> _Assignment_
The output must be the line with "of the lettuce" and every following line to the end of the material, exactly as they appear, and nothing else.

> _Source data_
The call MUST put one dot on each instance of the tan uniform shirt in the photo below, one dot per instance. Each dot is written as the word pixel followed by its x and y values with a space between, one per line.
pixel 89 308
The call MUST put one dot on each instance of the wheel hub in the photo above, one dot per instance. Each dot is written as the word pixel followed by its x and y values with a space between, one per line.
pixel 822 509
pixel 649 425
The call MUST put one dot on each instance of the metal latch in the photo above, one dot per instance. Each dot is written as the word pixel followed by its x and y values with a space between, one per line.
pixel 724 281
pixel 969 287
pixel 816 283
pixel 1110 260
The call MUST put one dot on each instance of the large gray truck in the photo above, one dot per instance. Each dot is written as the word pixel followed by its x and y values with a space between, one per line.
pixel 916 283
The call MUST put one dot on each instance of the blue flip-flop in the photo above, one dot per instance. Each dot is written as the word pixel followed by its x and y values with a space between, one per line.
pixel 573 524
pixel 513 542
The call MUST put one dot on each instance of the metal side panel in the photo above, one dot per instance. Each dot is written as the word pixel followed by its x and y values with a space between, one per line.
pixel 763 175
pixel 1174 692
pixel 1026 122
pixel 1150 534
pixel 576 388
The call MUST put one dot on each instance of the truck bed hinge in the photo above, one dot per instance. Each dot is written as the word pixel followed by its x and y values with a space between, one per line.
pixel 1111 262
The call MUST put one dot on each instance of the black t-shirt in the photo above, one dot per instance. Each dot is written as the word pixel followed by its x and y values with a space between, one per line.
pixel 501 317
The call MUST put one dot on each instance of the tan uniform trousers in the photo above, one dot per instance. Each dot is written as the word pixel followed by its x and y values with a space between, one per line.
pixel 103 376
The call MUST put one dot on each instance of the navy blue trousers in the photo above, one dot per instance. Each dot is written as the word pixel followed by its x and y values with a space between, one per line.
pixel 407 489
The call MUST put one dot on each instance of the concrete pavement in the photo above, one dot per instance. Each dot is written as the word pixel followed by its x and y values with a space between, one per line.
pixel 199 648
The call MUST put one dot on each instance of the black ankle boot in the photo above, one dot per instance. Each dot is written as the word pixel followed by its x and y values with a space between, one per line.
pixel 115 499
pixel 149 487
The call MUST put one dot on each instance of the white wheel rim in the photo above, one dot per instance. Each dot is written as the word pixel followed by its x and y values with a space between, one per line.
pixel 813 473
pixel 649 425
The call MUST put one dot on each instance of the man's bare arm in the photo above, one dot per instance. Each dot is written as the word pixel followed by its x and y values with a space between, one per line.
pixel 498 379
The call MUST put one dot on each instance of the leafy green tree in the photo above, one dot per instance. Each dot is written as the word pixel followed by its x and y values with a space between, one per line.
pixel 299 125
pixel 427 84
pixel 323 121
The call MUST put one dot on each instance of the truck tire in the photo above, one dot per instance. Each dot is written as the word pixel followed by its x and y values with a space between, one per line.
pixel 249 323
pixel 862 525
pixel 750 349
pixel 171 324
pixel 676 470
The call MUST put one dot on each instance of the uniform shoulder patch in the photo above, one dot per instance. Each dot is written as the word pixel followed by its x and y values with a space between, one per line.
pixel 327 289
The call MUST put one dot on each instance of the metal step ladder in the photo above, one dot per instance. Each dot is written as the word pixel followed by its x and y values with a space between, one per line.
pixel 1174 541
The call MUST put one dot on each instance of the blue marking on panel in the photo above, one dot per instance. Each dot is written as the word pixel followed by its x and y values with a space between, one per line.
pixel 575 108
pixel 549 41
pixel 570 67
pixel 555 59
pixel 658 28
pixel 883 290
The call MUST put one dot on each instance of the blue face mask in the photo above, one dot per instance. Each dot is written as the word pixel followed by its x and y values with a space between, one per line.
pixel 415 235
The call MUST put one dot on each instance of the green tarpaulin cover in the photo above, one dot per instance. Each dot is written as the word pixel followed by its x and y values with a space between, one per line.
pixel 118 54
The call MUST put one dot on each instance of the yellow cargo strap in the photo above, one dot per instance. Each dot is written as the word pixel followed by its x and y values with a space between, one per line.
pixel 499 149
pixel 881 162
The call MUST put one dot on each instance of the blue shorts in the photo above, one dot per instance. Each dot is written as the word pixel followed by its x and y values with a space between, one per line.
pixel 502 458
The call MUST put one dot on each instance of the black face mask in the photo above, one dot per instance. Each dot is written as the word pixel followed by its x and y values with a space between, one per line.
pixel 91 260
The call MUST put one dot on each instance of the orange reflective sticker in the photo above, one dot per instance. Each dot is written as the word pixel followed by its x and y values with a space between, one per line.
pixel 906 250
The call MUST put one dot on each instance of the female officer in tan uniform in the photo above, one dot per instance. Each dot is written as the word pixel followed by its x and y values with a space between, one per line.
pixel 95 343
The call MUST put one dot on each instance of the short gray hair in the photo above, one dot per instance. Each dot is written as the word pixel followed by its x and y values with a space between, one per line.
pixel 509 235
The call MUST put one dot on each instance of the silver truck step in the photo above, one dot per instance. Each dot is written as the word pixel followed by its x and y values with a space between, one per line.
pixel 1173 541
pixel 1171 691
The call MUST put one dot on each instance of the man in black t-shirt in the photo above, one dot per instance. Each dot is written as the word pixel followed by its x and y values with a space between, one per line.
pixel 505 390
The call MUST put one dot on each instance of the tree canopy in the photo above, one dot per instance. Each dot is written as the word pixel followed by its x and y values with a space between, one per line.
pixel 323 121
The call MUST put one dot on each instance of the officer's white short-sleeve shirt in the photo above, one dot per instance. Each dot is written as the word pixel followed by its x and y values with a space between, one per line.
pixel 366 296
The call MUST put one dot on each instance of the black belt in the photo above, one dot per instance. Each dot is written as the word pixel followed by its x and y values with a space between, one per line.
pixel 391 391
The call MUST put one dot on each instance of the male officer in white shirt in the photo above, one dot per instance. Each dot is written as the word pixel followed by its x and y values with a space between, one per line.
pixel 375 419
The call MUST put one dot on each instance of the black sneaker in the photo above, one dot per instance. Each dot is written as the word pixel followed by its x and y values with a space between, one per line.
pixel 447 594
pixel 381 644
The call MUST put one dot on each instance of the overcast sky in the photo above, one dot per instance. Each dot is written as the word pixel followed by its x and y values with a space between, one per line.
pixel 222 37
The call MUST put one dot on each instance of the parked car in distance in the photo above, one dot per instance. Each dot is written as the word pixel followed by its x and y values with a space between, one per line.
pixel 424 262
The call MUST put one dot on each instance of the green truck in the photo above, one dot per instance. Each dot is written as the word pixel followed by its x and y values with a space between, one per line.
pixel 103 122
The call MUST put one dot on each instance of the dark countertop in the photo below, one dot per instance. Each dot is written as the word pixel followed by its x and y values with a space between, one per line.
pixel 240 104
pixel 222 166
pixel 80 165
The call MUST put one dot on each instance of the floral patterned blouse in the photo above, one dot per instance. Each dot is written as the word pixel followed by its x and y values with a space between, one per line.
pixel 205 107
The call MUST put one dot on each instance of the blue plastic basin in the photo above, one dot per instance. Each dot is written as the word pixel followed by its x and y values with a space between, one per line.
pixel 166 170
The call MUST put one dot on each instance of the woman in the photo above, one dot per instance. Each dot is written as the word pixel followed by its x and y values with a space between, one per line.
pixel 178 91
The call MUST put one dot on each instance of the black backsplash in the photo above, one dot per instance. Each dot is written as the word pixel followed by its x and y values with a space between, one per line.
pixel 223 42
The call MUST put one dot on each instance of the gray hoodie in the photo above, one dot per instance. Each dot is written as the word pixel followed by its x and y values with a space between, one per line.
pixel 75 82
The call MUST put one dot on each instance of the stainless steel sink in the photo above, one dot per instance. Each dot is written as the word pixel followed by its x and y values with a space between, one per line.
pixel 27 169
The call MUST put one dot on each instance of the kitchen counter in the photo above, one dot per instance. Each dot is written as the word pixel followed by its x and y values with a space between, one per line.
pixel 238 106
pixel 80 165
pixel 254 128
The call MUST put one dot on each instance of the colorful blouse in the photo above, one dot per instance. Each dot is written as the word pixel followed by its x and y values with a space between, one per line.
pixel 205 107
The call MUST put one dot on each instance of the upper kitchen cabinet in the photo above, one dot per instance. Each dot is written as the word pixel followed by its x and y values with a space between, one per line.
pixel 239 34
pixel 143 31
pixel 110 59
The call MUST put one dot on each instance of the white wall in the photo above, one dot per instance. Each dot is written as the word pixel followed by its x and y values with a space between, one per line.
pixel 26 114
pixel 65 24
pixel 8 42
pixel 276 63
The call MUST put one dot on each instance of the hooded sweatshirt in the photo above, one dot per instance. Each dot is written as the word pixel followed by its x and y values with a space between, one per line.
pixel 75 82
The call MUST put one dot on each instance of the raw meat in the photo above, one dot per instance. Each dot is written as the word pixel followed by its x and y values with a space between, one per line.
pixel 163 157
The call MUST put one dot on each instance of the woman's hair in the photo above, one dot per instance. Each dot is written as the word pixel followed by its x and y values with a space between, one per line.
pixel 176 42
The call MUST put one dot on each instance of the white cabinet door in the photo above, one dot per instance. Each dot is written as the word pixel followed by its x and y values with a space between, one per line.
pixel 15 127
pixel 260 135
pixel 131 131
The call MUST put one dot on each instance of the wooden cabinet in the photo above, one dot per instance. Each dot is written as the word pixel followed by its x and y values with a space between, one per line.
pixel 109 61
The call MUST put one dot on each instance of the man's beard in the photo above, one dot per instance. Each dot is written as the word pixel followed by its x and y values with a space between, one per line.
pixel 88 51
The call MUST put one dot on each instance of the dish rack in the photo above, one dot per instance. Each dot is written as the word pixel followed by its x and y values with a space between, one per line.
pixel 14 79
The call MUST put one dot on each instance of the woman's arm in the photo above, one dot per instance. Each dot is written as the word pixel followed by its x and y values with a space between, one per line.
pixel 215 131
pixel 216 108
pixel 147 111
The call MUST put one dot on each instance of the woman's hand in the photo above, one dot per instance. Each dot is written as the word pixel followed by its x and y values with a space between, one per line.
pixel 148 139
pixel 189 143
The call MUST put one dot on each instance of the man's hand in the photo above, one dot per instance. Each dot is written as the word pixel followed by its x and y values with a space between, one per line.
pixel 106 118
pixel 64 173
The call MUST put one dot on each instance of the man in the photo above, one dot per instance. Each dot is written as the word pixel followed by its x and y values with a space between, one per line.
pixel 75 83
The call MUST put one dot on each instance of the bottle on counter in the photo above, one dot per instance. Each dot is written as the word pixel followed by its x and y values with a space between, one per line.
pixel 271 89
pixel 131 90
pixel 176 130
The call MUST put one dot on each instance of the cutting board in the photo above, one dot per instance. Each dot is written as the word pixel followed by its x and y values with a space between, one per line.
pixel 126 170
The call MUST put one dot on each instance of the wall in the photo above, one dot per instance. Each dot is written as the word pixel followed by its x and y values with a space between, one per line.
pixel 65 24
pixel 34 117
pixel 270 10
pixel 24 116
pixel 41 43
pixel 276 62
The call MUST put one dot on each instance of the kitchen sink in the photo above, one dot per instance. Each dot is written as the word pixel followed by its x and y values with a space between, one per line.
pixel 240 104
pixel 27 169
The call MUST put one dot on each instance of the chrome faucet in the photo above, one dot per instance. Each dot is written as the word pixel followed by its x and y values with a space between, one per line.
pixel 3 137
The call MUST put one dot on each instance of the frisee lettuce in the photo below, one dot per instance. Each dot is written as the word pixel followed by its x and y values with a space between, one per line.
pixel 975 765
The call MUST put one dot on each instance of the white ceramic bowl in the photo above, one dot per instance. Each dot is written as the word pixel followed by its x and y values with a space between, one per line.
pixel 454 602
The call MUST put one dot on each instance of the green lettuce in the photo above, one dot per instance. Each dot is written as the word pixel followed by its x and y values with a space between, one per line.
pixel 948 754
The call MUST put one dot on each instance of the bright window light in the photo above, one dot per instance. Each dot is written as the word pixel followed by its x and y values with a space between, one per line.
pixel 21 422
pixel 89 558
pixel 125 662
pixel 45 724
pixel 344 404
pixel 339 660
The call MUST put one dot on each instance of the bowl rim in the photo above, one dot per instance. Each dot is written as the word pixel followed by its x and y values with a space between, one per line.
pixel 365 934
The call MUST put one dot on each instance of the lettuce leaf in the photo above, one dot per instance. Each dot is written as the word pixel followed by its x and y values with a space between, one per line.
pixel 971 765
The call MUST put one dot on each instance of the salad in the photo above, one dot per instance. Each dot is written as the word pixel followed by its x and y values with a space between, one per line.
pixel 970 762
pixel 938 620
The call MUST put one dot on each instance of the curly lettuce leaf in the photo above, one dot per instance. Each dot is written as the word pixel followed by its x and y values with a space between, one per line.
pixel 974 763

> _Result for this task_
The call MUST put one dot on each instance of the lettuce leaf in the photo above, one dot per instance. Each dot is written as the word pixel followed by its x and y values with a space between, one per line.
pixel 971 765
The call MUST put one dot on each instance of the salad in the photo above, one dot per instance. Each dot is written as the word pixel followed by its x and y values with a space between, one per line.
pixel 970 762
pixel 938 620
The call MUST put one dot on each instance of the curly lettuce leaf in the photo above, one dot per instance. Each dot is written as the word pixel followed by its x and y values with a space between, one per line.
pixel 974 763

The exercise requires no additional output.